Report each line of the items below that contains the word "green", copying every such line in full.

>> BEGIN

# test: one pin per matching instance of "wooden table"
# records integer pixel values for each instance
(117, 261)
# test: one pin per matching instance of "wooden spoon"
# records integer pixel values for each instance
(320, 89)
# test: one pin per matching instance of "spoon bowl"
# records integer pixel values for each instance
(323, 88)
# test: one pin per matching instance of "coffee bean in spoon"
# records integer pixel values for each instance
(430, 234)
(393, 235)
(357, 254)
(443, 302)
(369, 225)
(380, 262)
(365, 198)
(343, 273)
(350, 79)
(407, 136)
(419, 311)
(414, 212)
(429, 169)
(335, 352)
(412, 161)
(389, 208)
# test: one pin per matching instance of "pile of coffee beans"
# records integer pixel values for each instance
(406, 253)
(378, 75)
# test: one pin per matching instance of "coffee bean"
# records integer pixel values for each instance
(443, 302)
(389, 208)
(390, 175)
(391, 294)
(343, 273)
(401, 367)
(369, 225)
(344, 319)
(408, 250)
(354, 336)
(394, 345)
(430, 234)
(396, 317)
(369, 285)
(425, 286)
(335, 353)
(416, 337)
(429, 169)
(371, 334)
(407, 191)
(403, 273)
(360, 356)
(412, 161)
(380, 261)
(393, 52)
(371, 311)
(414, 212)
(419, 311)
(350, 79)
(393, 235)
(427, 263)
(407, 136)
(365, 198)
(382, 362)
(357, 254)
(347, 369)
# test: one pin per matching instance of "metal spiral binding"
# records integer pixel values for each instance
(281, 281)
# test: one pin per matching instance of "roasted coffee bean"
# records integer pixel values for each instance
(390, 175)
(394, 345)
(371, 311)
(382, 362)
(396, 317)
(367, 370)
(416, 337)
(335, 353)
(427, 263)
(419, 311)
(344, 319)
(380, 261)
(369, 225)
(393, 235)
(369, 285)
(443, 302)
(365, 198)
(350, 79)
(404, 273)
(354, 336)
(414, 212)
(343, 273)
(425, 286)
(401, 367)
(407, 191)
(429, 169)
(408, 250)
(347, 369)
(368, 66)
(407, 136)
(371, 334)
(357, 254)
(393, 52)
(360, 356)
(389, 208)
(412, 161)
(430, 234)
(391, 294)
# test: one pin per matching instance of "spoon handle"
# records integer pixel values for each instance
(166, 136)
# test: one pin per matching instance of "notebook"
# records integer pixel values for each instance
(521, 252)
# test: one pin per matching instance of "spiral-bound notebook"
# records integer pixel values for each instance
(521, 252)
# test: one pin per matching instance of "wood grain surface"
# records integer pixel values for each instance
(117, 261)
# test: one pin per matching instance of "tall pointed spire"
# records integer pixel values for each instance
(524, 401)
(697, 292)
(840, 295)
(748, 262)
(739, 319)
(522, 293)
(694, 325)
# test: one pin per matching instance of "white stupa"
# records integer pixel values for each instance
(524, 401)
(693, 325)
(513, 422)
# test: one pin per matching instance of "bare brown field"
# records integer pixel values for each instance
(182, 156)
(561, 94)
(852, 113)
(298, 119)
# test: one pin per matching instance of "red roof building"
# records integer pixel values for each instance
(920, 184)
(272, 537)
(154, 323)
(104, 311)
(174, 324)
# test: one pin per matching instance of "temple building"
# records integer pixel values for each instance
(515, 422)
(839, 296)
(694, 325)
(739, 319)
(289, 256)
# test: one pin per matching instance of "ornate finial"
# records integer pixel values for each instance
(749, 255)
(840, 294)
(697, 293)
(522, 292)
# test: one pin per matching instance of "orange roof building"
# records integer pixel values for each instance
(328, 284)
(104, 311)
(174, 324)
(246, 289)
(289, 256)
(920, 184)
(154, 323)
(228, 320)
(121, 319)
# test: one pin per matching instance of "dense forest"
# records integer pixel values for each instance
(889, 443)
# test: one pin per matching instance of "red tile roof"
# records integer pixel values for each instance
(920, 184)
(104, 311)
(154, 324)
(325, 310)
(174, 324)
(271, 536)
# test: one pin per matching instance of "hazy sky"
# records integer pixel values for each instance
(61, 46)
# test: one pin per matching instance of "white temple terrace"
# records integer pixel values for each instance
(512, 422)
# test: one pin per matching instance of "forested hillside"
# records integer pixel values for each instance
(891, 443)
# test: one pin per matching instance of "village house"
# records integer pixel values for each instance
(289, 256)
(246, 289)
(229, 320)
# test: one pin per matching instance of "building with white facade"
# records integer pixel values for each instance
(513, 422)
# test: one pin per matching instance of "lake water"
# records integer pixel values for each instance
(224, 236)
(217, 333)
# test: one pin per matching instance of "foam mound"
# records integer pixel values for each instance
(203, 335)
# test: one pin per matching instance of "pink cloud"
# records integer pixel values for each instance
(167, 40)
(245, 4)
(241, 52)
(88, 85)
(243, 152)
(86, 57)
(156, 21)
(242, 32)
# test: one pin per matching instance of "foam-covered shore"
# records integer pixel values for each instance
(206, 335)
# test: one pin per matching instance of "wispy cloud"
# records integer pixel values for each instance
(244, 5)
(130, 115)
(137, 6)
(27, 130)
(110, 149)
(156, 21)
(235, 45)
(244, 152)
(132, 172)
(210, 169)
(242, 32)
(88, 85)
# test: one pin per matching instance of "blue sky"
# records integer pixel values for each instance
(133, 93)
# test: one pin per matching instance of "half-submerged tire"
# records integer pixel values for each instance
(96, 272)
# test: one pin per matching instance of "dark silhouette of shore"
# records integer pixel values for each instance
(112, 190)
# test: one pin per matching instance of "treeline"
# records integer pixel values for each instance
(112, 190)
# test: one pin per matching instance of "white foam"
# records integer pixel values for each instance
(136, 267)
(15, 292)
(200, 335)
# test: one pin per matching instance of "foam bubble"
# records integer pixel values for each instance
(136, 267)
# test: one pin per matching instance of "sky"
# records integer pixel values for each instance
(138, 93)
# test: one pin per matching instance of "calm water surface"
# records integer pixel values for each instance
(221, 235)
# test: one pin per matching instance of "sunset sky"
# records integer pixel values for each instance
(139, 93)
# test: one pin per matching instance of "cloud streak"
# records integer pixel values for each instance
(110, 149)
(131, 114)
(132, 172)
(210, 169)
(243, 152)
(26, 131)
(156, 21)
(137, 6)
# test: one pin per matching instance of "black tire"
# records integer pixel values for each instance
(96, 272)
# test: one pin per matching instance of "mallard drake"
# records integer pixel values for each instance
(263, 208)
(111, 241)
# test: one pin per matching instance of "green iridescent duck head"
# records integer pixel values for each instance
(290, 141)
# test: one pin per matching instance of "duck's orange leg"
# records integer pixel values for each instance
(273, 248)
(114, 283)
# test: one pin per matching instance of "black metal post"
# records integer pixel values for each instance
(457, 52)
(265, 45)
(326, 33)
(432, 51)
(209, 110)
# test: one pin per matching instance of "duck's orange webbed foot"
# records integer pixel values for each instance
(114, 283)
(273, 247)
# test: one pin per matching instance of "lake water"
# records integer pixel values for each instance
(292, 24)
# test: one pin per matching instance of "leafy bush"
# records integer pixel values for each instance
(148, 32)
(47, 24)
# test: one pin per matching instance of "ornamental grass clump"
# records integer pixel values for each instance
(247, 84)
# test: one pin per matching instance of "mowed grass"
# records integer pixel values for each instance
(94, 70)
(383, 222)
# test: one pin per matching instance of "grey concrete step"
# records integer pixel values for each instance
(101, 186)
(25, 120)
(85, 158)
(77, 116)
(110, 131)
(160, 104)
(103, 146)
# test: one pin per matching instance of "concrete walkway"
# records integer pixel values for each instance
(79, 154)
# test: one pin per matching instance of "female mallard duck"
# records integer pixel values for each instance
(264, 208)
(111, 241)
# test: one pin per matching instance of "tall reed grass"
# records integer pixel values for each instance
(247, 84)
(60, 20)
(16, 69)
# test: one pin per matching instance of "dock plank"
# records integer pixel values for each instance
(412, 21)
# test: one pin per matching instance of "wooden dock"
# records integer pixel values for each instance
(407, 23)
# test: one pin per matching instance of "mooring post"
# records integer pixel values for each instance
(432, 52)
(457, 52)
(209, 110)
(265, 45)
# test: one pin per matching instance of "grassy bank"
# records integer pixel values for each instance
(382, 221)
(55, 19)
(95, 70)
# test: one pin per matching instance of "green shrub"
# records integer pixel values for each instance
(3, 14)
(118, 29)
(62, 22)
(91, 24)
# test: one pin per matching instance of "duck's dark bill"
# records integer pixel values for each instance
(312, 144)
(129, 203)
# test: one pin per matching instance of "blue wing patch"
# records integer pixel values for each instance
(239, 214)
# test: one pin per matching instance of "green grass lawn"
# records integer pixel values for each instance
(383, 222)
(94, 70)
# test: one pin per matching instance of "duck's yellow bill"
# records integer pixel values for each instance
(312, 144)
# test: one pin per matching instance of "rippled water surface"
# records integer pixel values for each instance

>> END

*THE RESULT*.
# test: one pin per matching instance of "green iridescent duck head"
# test: one pin per matching instance of "green shrub"
# test: one pin per matching instance of "green grass lawn"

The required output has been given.